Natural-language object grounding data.
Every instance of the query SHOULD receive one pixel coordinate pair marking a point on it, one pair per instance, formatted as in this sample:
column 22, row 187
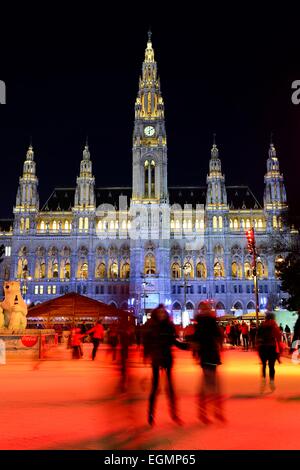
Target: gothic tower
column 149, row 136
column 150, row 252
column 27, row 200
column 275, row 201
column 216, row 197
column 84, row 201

--

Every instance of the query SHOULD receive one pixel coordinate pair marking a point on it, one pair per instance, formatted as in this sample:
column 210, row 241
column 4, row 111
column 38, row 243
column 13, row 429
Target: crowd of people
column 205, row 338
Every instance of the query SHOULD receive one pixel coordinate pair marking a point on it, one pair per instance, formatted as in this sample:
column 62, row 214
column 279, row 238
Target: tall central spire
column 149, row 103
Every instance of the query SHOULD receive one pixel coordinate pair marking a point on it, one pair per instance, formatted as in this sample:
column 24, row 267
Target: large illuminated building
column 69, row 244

* * *

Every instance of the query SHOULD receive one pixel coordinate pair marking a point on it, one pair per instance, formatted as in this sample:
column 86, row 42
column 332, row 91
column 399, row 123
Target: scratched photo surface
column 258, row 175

Exercise objective.
In the data above, find the line that contains "column 210, row 241" and the line that contains "column 24, row 267". Repeat exactly those lines and every line between them, and only those.

Task response.
column 210, row 241
column 4, row 111
column 38, row 243
column 13, row 429
Target: crowd of people
column 205, row 338
Every instance of the query SHOULD receive one pixel coordinate pair marking a point on it, one pair per instance, formatted as in this sample:
column 62, row 214
column 279, row 238
Target: tall central spire
column 149, row 103
Every instance of the query SHOULD receive one pixel coordinate pair marking a point on it, one pair per instance, formatted as in this sample:
column 24, row 267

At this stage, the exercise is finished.